Reproduce verbatim the lines of the records from the line containing "Is there any off-road" through the line containing "211, 567, 235]]", including both of those lines.

# THE INPUT
------
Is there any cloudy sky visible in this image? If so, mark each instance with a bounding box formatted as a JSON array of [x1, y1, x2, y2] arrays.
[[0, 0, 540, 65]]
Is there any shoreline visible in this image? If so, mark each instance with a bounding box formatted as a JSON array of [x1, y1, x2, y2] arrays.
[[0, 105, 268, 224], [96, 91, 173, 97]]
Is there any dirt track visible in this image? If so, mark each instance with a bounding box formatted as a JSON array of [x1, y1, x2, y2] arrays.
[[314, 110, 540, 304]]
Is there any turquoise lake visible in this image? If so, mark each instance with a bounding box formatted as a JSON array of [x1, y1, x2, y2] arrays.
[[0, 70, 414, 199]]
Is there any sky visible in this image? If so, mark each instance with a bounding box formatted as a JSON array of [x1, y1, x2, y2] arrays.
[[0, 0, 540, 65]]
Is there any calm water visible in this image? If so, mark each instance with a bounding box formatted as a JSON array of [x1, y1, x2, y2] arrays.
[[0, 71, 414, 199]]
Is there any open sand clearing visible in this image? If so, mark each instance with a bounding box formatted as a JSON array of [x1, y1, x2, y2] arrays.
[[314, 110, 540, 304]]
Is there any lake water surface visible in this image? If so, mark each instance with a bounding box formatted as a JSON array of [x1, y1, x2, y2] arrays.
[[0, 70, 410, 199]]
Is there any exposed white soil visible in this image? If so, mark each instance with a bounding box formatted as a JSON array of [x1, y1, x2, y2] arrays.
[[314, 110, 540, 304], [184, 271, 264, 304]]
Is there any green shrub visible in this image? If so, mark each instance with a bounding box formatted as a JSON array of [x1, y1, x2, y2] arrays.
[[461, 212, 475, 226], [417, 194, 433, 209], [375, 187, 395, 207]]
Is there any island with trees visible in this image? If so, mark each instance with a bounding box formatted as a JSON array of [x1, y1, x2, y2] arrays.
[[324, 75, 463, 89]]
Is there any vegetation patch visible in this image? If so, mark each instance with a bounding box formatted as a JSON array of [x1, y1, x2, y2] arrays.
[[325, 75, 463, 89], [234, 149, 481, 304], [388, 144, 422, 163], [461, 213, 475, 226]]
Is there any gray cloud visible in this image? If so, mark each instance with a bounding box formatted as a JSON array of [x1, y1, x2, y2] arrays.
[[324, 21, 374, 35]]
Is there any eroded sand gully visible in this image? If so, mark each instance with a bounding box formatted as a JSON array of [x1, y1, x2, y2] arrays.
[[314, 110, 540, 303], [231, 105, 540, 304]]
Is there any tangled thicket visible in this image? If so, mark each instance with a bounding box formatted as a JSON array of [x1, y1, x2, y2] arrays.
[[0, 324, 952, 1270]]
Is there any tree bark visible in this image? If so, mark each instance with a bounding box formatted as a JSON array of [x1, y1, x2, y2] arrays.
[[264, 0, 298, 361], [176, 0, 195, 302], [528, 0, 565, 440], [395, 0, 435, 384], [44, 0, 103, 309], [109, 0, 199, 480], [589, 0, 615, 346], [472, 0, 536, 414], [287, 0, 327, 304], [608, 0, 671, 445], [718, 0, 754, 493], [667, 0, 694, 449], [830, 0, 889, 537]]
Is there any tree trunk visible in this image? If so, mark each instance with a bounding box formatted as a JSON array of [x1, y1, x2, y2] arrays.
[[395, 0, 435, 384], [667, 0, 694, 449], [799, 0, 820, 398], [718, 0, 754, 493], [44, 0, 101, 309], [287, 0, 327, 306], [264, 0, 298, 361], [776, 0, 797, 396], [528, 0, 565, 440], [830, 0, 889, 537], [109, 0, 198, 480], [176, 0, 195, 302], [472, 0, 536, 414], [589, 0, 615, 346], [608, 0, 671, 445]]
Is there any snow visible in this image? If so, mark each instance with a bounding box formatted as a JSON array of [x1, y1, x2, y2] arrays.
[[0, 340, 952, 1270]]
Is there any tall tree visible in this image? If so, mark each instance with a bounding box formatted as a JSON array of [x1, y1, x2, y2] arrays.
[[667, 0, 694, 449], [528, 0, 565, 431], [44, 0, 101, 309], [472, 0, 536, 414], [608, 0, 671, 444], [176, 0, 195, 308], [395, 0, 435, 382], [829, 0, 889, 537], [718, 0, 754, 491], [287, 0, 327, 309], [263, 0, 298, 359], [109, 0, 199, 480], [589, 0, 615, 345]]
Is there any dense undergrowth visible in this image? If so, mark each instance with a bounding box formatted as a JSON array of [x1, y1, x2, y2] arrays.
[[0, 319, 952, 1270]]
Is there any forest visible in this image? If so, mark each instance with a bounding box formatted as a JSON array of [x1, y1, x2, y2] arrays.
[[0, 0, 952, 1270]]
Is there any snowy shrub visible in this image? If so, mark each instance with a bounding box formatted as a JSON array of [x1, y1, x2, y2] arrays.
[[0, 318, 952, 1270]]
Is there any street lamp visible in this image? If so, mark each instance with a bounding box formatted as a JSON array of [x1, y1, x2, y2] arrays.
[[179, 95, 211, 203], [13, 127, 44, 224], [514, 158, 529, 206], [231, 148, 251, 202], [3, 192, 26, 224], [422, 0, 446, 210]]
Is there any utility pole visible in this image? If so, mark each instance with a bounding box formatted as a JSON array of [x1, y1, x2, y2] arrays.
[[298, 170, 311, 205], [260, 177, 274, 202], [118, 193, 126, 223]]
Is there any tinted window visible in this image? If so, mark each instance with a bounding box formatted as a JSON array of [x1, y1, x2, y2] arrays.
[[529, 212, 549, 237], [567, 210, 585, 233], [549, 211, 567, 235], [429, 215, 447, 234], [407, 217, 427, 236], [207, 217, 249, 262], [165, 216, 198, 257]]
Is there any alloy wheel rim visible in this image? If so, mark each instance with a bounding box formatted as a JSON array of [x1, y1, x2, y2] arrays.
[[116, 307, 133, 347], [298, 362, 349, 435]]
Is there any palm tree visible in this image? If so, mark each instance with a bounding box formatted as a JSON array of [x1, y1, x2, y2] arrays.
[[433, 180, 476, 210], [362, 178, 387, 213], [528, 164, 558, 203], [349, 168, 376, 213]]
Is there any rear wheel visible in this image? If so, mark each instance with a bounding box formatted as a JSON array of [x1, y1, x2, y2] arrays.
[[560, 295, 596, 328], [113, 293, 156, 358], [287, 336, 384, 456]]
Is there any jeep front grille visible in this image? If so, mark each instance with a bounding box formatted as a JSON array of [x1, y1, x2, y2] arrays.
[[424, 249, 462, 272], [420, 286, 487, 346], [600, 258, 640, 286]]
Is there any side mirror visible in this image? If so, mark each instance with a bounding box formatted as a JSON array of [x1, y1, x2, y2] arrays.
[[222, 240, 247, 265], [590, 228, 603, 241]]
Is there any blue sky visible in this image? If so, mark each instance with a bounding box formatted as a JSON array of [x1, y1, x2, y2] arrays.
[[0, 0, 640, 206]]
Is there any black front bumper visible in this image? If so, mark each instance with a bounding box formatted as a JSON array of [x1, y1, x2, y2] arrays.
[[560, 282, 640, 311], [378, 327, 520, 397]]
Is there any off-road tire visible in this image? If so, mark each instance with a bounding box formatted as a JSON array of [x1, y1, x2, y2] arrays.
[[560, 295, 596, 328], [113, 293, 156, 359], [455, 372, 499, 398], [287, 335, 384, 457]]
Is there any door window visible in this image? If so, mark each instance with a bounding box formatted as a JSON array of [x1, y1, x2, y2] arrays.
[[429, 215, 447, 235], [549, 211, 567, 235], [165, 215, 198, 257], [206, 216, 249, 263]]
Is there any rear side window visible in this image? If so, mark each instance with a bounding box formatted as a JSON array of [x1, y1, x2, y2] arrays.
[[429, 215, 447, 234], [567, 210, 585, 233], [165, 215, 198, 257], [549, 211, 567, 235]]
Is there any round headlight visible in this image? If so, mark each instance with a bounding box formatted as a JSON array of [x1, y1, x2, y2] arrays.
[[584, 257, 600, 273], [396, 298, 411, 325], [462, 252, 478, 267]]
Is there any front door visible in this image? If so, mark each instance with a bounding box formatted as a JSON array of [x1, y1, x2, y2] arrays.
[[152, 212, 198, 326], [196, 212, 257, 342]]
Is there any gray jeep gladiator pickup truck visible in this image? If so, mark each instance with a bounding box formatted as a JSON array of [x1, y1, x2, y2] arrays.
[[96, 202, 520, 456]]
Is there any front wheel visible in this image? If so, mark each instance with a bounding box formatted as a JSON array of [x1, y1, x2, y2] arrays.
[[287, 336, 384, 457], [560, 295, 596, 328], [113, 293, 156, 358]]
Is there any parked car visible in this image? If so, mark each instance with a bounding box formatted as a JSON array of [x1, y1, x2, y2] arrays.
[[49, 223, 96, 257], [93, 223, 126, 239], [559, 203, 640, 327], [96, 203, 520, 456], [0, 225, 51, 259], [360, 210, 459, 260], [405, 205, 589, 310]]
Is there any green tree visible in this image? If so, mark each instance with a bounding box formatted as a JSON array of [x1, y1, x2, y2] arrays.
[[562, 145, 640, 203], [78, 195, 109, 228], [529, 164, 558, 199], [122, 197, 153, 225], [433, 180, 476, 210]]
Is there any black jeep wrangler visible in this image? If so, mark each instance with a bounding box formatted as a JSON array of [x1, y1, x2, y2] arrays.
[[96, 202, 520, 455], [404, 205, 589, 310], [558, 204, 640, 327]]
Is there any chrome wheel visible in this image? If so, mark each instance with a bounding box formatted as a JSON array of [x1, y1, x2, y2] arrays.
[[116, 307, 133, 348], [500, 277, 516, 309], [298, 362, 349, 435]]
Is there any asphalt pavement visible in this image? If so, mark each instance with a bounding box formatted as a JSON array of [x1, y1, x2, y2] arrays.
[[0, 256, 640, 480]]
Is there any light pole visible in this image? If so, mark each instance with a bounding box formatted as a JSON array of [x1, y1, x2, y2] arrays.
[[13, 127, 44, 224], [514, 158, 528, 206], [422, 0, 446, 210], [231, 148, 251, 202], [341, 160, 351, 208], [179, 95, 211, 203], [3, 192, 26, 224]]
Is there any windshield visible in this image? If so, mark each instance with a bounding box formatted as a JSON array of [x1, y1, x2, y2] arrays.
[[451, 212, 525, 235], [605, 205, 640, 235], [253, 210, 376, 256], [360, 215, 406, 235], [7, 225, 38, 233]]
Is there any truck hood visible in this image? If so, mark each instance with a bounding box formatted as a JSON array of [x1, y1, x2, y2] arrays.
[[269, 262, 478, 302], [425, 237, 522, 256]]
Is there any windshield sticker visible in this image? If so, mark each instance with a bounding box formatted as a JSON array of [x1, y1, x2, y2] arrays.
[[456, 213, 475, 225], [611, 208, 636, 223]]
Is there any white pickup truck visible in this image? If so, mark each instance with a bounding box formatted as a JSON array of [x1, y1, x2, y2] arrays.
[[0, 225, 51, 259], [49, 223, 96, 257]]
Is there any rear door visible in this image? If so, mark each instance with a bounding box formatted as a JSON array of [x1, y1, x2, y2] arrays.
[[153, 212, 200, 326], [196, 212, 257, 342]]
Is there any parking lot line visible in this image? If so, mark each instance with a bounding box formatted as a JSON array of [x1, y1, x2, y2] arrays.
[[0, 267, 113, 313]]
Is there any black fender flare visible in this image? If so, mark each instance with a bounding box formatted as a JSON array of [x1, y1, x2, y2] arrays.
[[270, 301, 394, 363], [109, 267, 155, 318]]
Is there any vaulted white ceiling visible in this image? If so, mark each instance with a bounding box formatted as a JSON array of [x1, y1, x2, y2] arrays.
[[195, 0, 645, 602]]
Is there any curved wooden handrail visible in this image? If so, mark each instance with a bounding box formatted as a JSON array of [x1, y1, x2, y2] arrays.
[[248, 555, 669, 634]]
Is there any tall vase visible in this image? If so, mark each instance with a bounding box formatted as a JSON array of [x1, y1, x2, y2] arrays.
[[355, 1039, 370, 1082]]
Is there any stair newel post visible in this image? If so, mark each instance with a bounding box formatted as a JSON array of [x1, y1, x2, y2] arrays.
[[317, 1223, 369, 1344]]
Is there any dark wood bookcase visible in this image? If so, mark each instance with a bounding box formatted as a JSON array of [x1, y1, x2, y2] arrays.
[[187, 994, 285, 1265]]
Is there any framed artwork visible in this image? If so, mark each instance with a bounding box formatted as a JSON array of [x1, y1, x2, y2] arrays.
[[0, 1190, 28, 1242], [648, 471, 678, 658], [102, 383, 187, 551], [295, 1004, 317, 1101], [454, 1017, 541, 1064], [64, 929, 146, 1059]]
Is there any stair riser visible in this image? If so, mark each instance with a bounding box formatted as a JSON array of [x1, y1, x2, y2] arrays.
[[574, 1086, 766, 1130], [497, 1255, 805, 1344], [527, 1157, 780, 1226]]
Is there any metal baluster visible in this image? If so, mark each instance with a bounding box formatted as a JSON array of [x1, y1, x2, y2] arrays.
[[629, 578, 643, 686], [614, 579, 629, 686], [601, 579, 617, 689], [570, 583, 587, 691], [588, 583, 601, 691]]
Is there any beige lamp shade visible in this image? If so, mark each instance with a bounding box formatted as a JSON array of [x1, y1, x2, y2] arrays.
------
# PROBLEM SOLUTION
Is there any off-road tire visible in this image? If so, mark each instance with a bounding box formatted as a JSON array of [x1, y1, x2, y2] arrays.
[[560, 295, 596, 328], [113, 293, 156, 359], [455, 372, 499, 398], [287, 335, 384, 457]]
Is there any door window visible in this image? If so, mark each instance with a bounding box formatted as a JSON array of [x1, y1, x2, y2] arrays.
[[429, 215, 447, 235], [549, 211, 567, 235], [165, 215, 198, 257], [206, 216, 249, 263]]
Is there any rear side window visible in this image? If so, mark each instance with a bounding box formatted as a JSON array of [x1, y1, x2, y2] arrays.
[[429, 215, 447, 234], [567, 210, 585, 233], [165, 215, 198, 257], [549, 211, 567, 235]]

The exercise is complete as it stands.